Pull out each line of the items below that contains the string "query", and treat uppercase and lowercase as different.

──────── RECORDS SUPPLIED ────────

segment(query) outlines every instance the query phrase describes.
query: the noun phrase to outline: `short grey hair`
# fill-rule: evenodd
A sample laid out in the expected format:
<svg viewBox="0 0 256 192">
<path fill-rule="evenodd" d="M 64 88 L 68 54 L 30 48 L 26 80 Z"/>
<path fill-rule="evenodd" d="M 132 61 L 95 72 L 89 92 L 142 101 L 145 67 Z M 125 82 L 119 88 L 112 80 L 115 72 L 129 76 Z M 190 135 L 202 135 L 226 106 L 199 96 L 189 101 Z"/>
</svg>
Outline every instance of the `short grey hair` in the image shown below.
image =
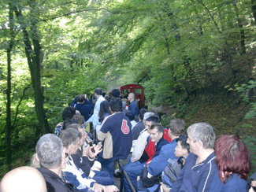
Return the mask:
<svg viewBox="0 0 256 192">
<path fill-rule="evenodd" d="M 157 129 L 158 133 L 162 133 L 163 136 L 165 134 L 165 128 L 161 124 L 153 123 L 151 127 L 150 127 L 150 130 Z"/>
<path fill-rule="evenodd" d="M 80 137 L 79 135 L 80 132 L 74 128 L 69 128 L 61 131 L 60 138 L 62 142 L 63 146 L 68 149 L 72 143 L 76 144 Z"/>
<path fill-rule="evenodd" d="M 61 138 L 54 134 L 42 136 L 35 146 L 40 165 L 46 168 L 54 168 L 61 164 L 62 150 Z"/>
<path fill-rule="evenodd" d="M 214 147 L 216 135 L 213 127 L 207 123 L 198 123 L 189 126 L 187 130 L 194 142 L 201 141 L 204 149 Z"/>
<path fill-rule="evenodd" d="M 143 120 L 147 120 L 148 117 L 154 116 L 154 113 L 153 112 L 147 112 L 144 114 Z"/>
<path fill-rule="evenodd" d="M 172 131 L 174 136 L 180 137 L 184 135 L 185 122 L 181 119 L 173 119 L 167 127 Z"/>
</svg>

────────
──────── RECORDS SUPPLIED ────────

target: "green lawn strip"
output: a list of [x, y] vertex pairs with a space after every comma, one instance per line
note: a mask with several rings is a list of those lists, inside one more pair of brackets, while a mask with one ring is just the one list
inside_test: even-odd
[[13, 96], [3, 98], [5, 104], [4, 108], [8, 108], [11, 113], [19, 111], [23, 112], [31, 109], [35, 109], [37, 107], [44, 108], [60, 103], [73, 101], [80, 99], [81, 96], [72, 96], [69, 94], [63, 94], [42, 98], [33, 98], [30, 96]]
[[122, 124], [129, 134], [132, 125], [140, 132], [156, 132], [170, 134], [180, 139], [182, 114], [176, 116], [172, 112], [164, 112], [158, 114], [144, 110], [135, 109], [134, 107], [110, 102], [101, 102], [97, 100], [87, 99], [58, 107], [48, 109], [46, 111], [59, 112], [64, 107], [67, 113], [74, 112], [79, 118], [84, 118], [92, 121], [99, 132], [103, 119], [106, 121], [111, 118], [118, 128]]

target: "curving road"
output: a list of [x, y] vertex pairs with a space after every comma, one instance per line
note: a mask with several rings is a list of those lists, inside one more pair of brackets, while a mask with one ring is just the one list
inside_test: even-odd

────────

* **EXERCISE RESPONSE**:
segment(query) outlines every instance the query phrase describes.
query: the noun phrase to outline: `short grey hair`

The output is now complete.